Supplied text:
Bill Martin owns a record shop that doesn’t get much business, and a great deal of the book’s action takes place amongst the vinyls and cardboard cutouts at the quirky shop. It’s the sort of place you can picture straight away. There used to be one in every major town, and now shops like these are getting rarer and rarer. Simmone Howell writes about Bill’s Wishing Well record shop so lovingly, with an eye for the silly details which make a place special. Since Sky and Gully’s mother left them to go become an experimental pop star in Japan, the record shop is sort of like another parent to them, and maybe the only reliable fixture in their lives. Descriptions of the regular customers were funny and a little sad; very true to life.

A good balance is struck in the retro vibe of Girl Defective. There’s a pleasure taken in remembering the vintage, but the narrator always keeps her head above the waves of nostalgia that keep her dad from really living in the moment. The internet plays a part in their adventures (in fact, a weird party-photo website is one of the creepier and more memorable details in the uncovering of weird circumstances), and most of the characters are able to separate their artistic interests from real life. Those that can not struggle to function in the real world. Gully’s not the only one living in a fantasy, but at least he has Sky to look after him.

As times get tough and the record store is threatened, Sky daydreams about ways to keep it afloat. She’s also started daydreaming about Luke an awful lot, even though he’s an interloper at the store and might keep her from getting the recognition she deserves for all that responsibility. And Mia Casey, Luke’s dead sister, also takes up a lot of space in her brain. The tragic circumstances of Mia’s death don’t sit entirely well with Sky. So while Agent Gully Martin investigates the ne’er-do-wells who through a brick through the shop’s window at the beginning of the book, Sky tries to put together some sort of explanation to ease her own concern. But finding answers is hard for Sky and Luke when Gully needs constant watching, Bill seems to be hiding something big, and unreliable Nancy keeps leading Sky into troublesome situations without helping her friend get back out of them again.

Data shown:

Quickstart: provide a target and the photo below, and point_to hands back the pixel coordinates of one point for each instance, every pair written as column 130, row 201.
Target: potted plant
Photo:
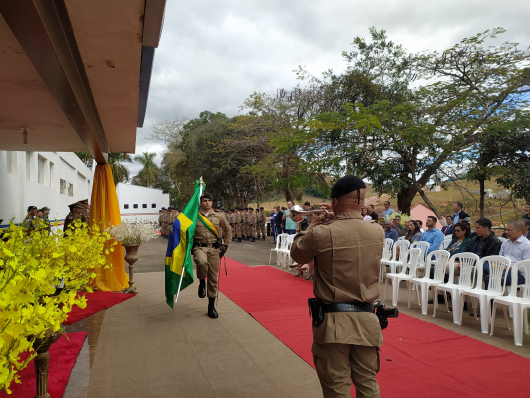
column 132, row 235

Problem to work on:
Transcribe the part of the book review that begins at "As times get" and stops after "of them again.".

Exercise solution:
As times get tough and the record store is threatened, Sky daydreams about ways to keep it afloat. She’s also started daydreaming about Luke an awful lot, even though he’s an interloper at the store and might keep her from getting the recognition she deserves for all that responsibility. And Mia Casey, Luke’s dead sister, also takes up a lot of space in her brain. The tragic circumstances of Mia’s death don’t sit entirely well with Sky. So while Agent Gully Martin investigates the ne’er-do-wells who through a brick through the shop’s window at the beginning of the book, Sky tries to put together some sort of explanation to ease her own concern. But finding answers is hard for Sky and Luke when Gully needs constant watching, Bill seems to be hiding something big, and unreliable Nancy keeps leading Sky into troublesome situations without helping her friend get back out of them again.